**PASSAGE TO READ**
"""

Jerry Sandusky walking to court
by Sharon Jayson
Few outside the psychiatric community knew about "histrionic personality disorder" until it was reported that attorneys for former Penn State assistant football coach Jerry Sandusky would bring it up in his defense on child sex abuse charges.
Today, the condition took center stage as a psychologist who evaluated Sandusky took the stand. The condition is defined in the American Psychiatric Association's diagnostic manual (called the DSM, short for Diagnostic and Statistical Manual of Mental Disorders) as "a pervasive pattern of excessive emotionality and attention seeking."
Psychiatrists familiar with such disorders aren't convinced such a claim will help Sandusky.
"That doesn't make any sense at all," says psychiatrist Carl Bell of Chicago, who has been in practice for 45 years. "He may have a histrionic personality, but I'm not sure it's going to do him very much good. I would never walk into court for a defense with a personality disorder because the courts don't recognize it. Personality disorders are rarely, if ever, a reason not to find somebody guilty of a crime."
The DSM says histrionic personality disorder is indicated by five or more of eight potential characteristics that include being "uncomfortable in situations in which he or she is not the center of attention." Among others: "interaction with others is often characterized by inappropriate sexually seductive or provocative behavior," "consistently uses physical appearance to draw attention to self," and "considers relationships to be more intimate than they actually are."
Experts who are editing the diagnostic manual, which is being revised for publication next year, propose to delete it as a separate disorder; it probably will be placed in the appendix, which suggests further study is warranted, says Renato Alarcon of Oakland, an emeritus professor of psychiatry and a consultant for the Mayo Clinic in Rochester, Minn.
Bell and Alarcon are among those on the personality disorders panel, which is recommending the revision for all such disorders, not just histrionic personality disorder.
"The whole issue of personality disorders is being reviewed," Alarcon says. "It will be considered mostly a trait or a feature and not a type and may be called something different, such as exhibitionism or grandiosity."
Psychiatric Ryan Shugarman, who teaches at Georgetown University and at Saint Elizabeths Hospital in Washington, D.C., says histrionic personality disorder has been recognized since 1968, and the percentage of people who meet criteria for it is low compared with that for mood or anxiety disorders.
"I see a few patients per year that meet that criteria," he says.
Estimates suggest that almost a quarter of Americans have some sort of psychiatric condition in their lifetime, and histrionic personality disorder affects about 10% to 15% of those who have received psychiatric care, Shugarman says. Some suggest the disorder is more common in women, but he says the research isn't clear on that point.

"""

**PROVIDED MATERIAL**
"""

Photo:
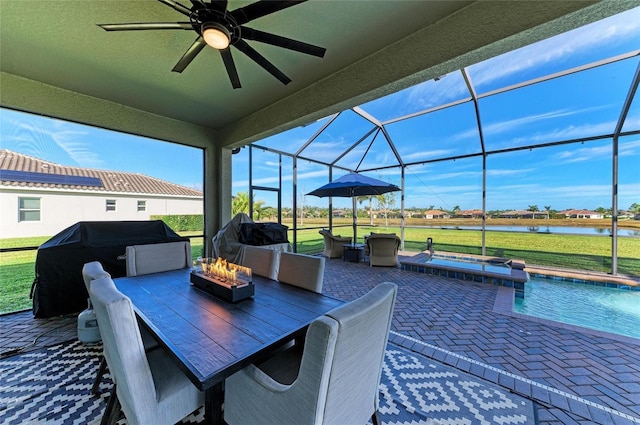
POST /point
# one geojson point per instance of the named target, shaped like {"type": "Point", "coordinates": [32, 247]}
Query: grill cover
{"type": "Point", "coordinates": [58, 287]}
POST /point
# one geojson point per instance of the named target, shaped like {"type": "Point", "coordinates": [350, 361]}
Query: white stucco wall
{"type": "Point", "coordinates": [59, 210]}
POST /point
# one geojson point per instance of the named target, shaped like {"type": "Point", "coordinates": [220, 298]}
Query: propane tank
{"type": "Point", "coordinates": [88, 331]}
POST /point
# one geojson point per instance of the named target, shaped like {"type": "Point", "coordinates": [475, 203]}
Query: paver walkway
{"type": "Point", "coordinates": [574, 375]}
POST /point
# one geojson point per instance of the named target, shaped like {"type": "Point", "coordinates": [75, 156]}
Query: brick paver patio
{"type": "Point", "coordinates": [575, 376]}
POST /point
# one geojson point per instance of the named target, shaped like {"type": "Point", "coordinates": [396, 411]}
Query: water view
{"type": "Point", "coordinates": [546, 229]}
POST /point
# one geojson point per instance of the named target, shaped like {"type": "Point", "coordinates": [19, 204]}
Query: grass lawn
{"type": "Point", "coordinates": [565, 251]}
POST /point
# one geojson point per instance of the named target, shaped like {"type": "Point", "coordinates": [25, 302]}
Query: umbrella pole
{"type": "Point", "coordinates": [355, 221]}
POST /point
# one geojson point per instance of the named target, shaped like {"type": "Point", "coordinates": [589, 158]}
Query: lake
{"type": "Point", "coordinates": [545, 229]}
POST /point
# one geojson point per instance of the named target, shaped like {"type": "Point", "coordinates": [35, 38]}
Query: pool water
{"type": "Point", "coordinates": [596, 307]}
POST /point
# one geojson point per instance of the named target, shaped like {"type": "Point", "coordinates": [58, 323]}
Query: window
{"type": "Point", "coordinates": [29, 209]}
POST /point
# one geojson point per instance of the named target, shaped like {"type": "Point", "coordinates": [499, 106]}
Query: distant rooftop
{"type": "Point", "coordinates": [17, 170]}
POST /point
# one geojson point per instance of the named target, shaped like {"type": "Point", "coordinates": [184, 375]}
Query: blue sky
{"type": "Point", "coordinates": [572, 107]}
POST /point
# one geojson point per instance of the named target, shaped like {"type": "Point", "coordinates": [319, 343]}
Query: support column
{"type": "Point", "coordinates": [217, 192]}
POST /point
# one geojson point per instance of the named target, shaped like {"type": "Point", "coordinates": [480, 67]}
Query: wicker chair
{"type": "Point", "coordinates": [382, 249]}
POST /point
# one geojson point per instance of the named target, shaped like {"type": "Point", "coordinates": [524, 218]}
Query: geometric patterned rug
{"type": "Point", "coordinates": [52, 386]}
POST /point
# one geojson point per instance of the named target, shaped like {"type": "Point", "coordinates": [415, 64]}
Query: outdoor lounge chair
{"type": "Point", "coordinates": [334, 379]}
{"type": "Point", "coordinates": [382, 249]}
{"type": "Point", "coordinates": [156, 258]}
{"type": "Point", "coordinates": [333, 244]}
{"type": "Point", "coordinates": [261, 261]}
{"type": "Point", "coordinates": [304, 271]}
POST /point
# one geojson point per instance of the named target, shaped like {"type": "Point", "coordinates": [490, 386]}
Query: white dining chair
{"type": "Point", "coordinates": [148, 386]}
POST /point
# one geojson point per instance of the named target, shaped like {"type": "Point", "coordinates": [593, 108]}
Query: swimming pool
{"type": "Point", "coordinates": [596, 307]}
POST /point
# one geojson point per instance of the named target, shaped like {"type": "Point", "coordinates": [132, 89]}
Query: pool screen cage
{"type": "Point", "coordinates": [465, 123]}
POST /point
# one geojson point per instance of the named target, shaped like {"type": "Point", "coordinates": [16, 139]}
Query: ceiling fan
{"type": "Point", "coordinates": [221, 29]}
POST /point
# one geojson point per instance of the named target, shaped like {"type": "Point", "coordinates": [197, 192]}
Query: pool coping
{"type": "Point", "coordinates": [516, 278]}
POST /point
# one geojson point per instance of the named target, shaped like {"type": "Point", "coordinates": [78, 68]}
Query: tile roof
{"type": "Point", "coordinates": [112, 181]}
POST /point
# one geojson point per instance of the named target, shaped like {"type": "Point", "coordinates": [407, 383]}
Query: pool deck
{"type": "Point", "coordinates": [574, 375]}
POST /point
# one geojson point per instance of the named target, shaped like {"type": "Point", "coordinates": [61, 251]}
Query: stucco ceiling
{"type": "Point", "coordinates": [56, 61]}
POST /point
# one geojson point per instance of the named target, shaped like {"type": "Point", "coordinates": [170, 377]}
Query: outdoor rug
{"type": "Point", "coordinates": [52, 386]}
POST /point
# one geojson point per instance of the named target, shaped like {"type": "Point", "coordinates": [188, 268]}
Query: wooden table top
{"type": "Point", "coordinates": [212, 338]}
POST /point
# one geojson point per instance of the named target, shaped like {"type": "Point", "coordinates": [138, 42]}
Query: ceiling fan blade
{"type": "Point", "coordinates": [147, 26]}
{"type": "Point", "coordinates": [189, 55]}
{"type": "Point", "coordinates": [262, 61]}
{"type": "Point", "coordinates": [287, 43]}
{"type": "Point", "coordinates": [231, 67]}
{"type": "Point", "coordinates": [177, 6]}
{"type": "Point", "coordinates": [242, 15]}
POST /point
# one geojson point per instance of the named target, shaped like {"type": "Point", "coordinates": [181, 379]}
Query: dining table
{"type": "Point", "coordinates": [211, 338]}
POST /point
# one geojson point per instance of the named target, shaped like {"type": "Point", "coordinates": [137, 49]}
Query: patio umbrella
{"type": "Point", "coordinates": [353, 185]}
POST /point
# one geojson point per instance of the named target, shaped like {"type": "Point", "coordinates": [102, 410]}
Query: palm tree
{"type": "Point", "coordinates": [240, 203]}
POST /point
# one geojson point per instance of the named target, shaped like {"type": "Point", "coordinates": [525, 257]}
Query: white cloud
{"type": "Point", "coordinates": [572, 43]}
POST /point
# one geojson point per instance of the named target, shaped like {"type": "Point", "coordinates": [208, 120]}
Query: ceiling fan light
{"type": "Point", "coordinates": [216, 35]}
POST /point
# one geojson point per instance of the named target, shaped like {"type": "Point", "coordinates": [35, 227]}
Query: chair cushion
{"type": "Point", "coordinates": [305, 271]}
{"type": "Point", "coordinates": [262, 261]}
{"type": "Point", "coordinates": [156, 258]}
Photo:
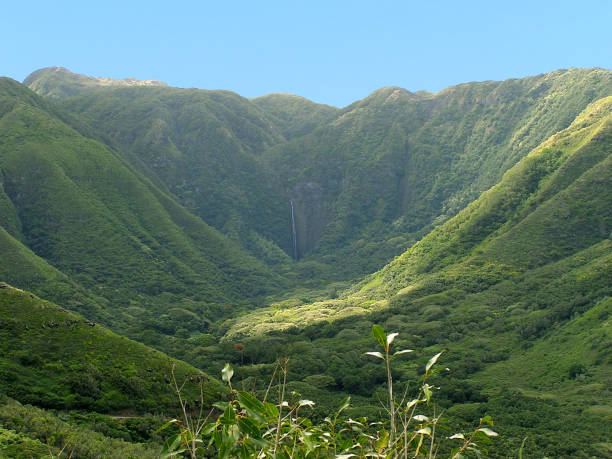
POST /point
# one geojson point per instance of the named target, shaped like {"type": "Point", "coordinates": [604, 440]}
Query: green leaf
{"type": "Point", "coordinates": [227, 373]}
{"type": "Point", "coordinates": [457, 437]}
{"type": "Point", "coordinates": [428, 392]}
{"type": "Point", "coordinates": [249, 427]}
{"type": "Point", "coordinates": [306, 403]}
{"type": "Point", "coordinates": [167, 424]}
{"type": "Point", "coordinates": [376, 354]}
{"type": "Point", "coordinates": [487, 420]}
{"type": "Point", "coordinates": [345, 404]}
{"type": "Point", "coordinates": [383, 440]}
{"type": "Point", "coordinates": [390, 338]}
{"type": "Point", "coordinates": [488, 432]}
{"type": "Point", "coordinates": [253, 406]}
{"type": "Point", "coordinates": [271, 410]}
{"type": "Point", "coordinates": [229, 416]}
{"type": "Point", "coordinates": [404, 351]}
{"type": "Point", "coordinates": [379, 334]}
{"type": "Point", "coordinates": [432, 361]}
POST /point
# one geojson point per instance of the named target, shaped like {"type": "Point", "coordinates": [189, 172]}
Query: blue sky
{"type": "Point", "coordinates": [332, 52]}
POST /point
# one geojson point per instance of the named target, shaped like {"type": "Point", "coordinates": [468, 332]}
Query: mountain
{"type": "Point", "coordinates": [515, 288]}
{"type": "Point", "coordinates": [72, 363]}
{"type": "Point", "coordinates": [365, 182]}
{"type": "Point", "coordinates": [76, 213]}
{"type": "Point", "coordinates": [58, 82]}
{"type": "Point", "coordinates": [483, 211]}
{"type": "Point", "coordinates": [295, 116]}
{"type": "Point", "coordinates": [393, 166]}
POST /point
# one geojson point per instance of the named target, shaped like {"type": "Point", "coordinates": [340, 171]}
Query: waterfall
{"type": "Point", "coordinates": [293, 232]}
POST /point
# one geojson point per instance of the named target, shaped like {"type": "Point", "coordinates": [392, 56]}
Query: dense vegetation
{"type": "Point", "coordinates": [495, 199]}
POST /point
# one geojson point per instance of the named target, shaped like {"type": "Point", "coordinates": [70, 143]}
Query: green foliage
{"type": "Point", "coordinates": [56, 359]}
{"type": "Point", "coordinates": [29, 432]}
{"type": "Point", "coordinates": [248, 427]}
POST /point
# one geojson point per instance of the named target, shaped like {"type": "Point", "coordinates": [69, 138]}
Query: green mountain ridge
{"type": "Point", "coordinates": [516, 288]}
{"type": "Point", "coordinates": [365, 181]}
{"type": "Point", "coordinates": [484, 212]}
{"type": "Point", "coordinates": [78, 205]}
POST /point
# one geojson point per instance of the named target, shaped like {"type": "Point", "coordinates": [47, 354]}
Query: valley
{"type": "Point", "coordinates": [145, 228]}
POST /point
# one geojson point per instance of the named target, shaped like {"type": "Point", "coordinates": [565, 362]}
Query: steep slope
{"type": "Point", "coordinates": [516, 288]}
{"type": "Point", "coordinates": [365, 182]}
{"type": "Point", "coordinates": [395, 164]}
{"type": "Point", "coordinates": [58, 82]}
{"type": "Point", "coordinates": [78, 205]}
{"type": "Point", "coordinates": [55, 359]}
{"type": "Point", "coordinates": [295, 116]}
{"type": "Point", "coordinates": [203, 145]}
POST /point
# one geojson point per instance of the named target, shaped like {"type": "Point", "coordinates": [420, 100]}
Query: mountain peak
{"type": "Point", "coordinates": [59, 82]}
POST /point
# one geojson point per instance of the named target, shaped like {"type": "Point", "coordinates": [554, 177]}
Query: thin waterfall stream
{"type": "Point", "coordinates": [293, 232]}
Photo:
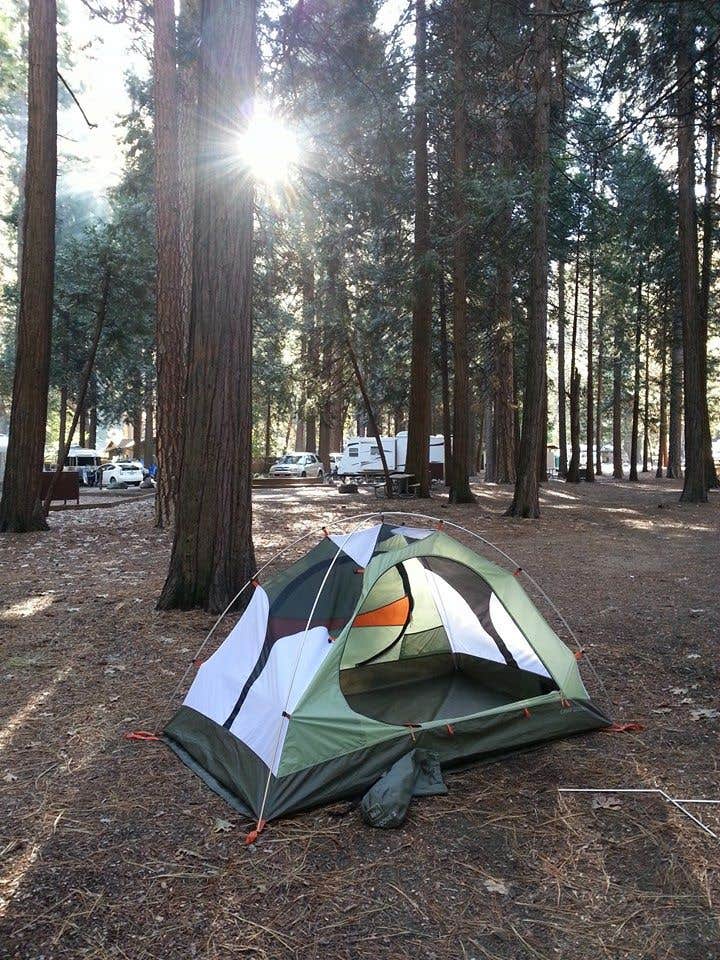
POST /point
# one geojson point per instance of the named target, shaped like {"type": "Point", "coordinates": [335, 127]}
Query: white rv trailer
{"type": "Point", "coordinates": [361, 455]}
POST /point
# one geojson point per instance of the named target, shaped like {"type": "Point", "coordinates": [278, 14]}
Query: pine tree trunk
{"type": "Point", "coordinates": [268, 429]}
{"type": "Point", "coordinates": [590, 397]}
{"type": "Point", "coordinates": [674, 466]}
{"type": "Point", "coordinates": [695, 486]}
{"type": "Point", "coordinates": [169, 318]}
{"type": "Point", "coordinates": [636, 384]}
{"type": "Point", "coordinates": [445, 373]}
{"type": "Point", "coordinates": [562, 397]}
{"type": "Point", "coordinates": [20, 506]}
{"type": "Point", "coordinates": [149, 441]}
{"type": "Point", "coordinates": [212, 554]}
{"type": "Point", "coordinates": [662, 439]}
{"type": "Point", "coordinates": [459, 480]}
{"type": "Point", "coordinates": [646, 400]}
{"type": "Point", "coordinates": [490, 475]}
{"type": "Point", "coordinates": [599, 393]}
{"type": "Point", "coordinates": [573, 472]}
{"type": "Point", "coordinates": [526, 502]}
{"type": "Point", "coordinates": [503, 393]}
{"type": "Point", "coordinates": [187, 80]}
{"type": "Point", "coordinates": [420, 370]}
{"type": "Point", "coordinates": [310, 337]}
{"type": "Point", "coordinates": [706, 273]}
{"type": "Point", "coordinates": [63, 421]}
{"type": "Point", "coordinates": [617, 398]}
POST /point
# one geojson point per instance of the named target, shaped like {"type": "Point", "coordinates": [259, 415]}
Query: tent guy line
{"type": "Point", "coordinates": [340, 518]}
{"type": "Point", "coordinates": [648, 790]}
{"type": "Point", "coordinates": [437, 645]}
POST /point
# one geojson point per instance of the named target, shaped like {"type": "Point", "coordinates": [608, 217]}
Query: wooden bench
{"type": "Point", "coordinates": [67, 486]}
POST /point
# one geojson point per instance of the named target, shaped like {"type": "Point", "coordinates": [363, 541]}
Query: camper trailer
{"type": "Point", "coordinates": [361, 455]}
{"type": "Point", "coordinates": [83, 461]}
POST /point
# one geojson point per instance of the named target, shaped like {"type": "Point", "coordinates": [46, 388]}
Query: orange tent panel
{"type": "Point", "coordinates": [393, 614]}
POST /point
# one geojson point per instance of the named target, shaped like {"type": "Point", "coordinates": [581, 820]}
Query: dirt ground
{"type": "Point", "coordinates": [114, 849]}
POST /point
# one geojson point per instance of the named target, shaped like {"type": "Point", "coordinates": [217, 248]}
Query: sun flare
{"type": "Point", "coordinates": [268, 147]}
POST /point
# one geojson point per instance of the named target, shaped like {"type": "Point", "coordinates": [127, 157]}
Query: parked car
{"type": "Point", "coordinates": [126, 473]}
{"type": "Point", "coordinates": [298, 465]}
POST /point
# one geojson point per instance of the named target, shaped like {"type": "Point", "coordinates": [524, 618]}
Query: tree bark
{"type": "Point", "coordinates": [646, 399]}
{"type": "Point", "coordinates": [526, 501]}
{"type": "Point", "coordinates": [662, 438]}
{"type": "Point", "coordinates": [590, 397]}
{"type": "Point", "coordinates": [695, 486]}
{"type": "Point", "coordinates": [445, 374]}
{"type": "Point", "coordinates": [169, 319]}
{"type": "Point", "coordinates": [20, 507]}
{"type": "Point", "coordinates": [636, 385]}
{"type": "Point", "coordinates": [617, 398]}
{"type": "Point", "coordinates": [420, 365]}
{"type": "Point", "coordinates": [503, 386]}
{"type": "Point", "coordinates": [675, 430]}
{"type": "Point", "coordinates": [187, 81]}
{"type": "Point", "coordinates": [310, 335]}
{"type": "Point", "coordinates": [212, 555]}
{"type": "Point", "coordinates": [573, 473]}
{"type": "Point", "coordinates": [599, 392]}
{"type": "Point", "coordinates": [459, 480]}
{"type": "Point", "coordinates": [149, 441]}
{"type": "Point", "coordinates": [706, 272]}
{"type": "Point", "coordinates": [562, 398]}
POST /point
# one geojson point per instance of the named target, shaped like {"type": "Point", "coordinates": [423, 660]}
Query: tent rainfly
{"type": "Point", "coordinates": [372, 644]}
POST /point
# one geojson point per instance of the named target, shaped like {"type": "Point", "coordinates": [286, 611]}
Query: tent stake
{"type": "Point", "coordinates": [655, 790]}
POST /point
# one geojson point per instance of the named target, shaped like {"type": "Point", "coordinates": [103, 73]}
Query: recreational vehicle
{"type": "Point", "coordinates": [361, 455]}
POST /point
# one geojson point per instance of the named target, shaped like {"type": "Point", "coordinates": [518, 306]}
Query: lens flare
{"type": "Point", "coordinates": [268, 147]}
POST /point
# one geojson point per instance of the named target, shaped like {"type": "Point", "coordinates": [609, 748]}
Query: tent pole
{"type": "Point", "coordinates": [295, 668]}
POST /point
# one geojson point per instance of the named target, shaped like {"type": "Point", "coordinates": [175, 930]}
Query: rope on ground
{"type": "Point", "coordinates": [648, 790]}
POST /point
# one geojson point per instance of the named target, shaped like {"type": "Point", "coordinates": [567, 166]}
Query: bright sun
{"type": "Point", "coordinates": [268, 147]}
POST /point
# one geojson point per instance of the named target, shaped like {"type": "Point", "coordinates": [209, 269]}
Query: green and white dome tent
{"type": "Point", "coordinates": [375, 642]}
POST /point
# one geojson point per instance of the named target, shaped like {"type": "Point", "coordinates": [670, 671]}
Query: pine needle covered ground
{"type": "Point", "coordinates": [110, 848]}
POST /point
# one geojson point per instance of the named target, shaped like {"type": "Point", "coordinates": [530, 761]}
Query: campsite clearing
{"type": "Point", "coordinates": [110, 848]}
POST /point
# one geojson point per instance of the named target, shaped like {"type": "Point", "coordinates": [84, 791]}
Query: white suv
{"type": "Point", "coordinates": [298, 465]}
{"type": "Point", "coordinates": [127, 473]}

"""

**TASK DESCRIPTION**
Rewrite the paragraph in the article on histrionic personality disorder that begins "The DSM says histrionic personality disorder" as a bulleted list, keeping its main facts.

**TASK RESPONSE**
- The DSM says the disorder is indicated by five or more of eight potential characteristics.
- One is being "uncomfortable in situations in which he or she is not the center of attention."
- Another is that "interaction with others is often characterized by inappropriate sexually seductive or provocative behavior."
- Another is that the person "consistently uses physical appearance to draw attention to self."
- Another is that the person "considers relationships to be more intimate than they actually are."